PROBLEM
Reproduce word for word, from the entries below, the line with "task | place a point on the conifer", the line with "x=893, y=191", and every line between them, and nothing more.

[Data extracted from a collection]
────

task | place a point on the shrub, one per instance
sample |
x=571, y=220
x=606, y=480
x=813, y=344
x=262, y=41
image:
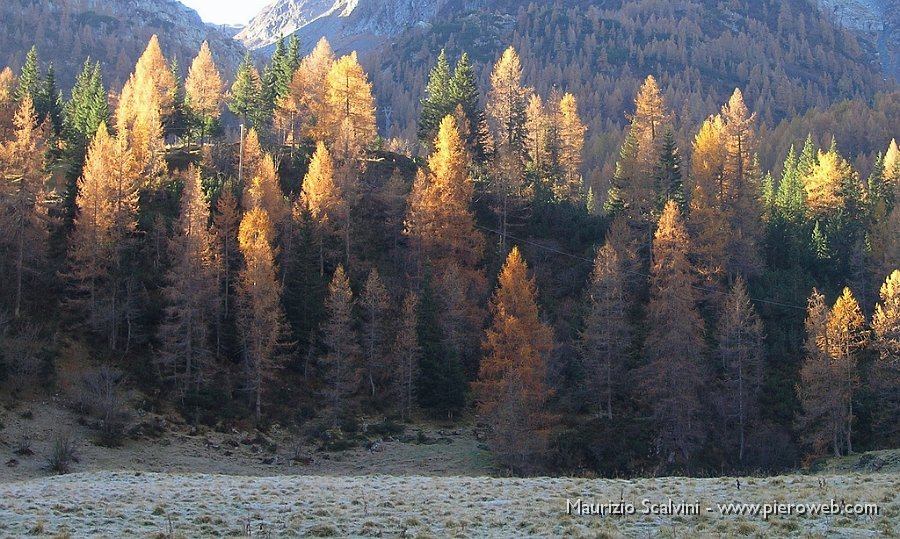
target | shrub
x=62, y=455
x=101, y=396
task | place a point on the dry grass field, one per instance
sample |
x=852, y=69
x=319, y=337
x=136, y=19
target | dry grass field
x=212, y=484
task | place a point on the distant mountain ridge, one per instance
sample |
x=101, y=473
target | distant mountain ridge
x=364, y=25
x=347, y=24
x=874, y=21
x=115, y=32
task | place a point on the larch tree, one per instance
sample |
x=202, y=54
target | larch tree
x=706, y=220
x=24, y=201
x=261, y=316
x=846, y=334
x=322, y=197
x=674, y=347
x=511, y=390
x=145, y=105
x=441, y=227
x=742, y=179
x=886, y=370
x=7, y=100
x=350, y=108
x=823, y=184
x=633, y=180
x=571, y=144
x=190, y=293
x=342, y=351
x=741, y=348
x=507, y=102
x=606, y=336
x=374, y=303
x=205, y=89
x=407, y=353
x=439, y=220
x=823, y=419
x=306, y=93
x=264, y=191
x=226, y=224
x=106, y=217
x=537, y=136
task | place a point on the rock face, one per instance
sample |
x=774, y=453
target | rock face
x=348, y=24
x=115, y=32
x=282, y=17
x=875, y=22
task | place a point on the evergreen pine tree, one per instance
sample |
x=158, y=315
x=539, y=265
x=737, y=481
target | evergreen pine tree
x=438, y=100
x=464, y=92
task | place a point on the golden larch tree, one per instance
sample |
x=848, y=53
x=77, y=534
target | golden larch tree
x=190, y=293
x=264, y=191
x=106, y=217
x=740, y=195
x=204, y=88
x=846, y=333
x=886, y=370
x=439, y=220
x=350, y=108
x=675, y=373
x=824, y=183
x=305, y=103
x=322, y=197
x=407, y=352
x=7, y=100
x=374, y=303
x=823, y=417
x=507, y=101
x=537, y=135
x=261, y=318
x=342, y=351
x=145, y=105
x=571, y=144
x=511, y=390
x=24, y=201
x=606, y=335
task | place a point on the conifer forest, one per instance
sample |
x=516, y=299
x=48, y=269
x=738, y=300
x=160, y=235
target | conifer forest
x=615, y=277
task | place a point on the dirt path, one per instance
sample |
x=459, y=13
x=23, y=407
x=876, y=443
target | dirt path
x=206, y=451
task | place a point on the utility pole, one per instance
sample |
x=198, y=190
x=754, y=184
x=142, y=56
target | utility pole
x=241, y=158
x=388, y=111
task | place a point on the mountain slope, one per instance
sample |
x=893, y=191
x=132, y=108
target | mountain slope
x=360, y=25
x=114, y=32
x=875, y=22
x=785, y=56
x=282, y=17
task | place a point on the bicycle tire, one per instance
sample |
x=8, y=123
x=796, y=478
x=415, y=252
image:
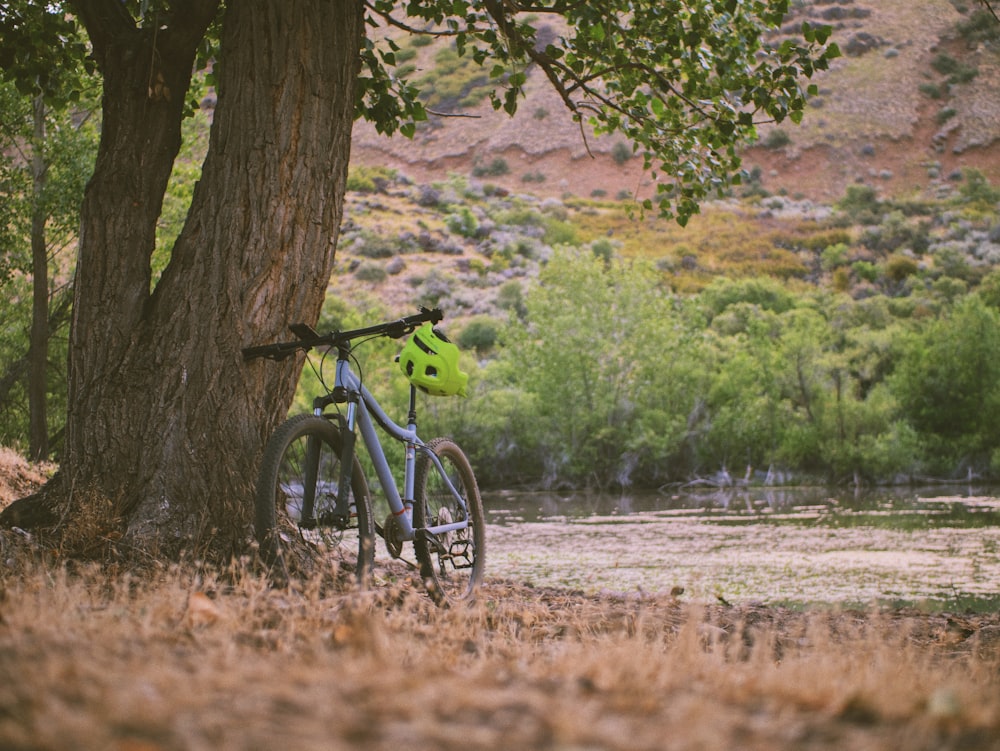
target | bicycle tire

────

TASK SOLUTION
task | place a point on the conifer forest, one per instance
sample |
x=516, y=299
x=48, y=269
x=738, y=300
x=160, y=235
target | conifer forest
x=615, y=277
task | place a point on the dirt path, one per instance
sample |
x=459, y=13
x=23, y=407
x=876, y=443
target | dirt path
x=206, y=451
task | place a point on the utility pole, one per instance
sample |
x=198, y=190
x=754, y=184
x=142, y=56
target | utility pole
x=241, y=158
x=388, y=111
task | place a point on the mountain slope, one per instance
sample |
x=893, y=191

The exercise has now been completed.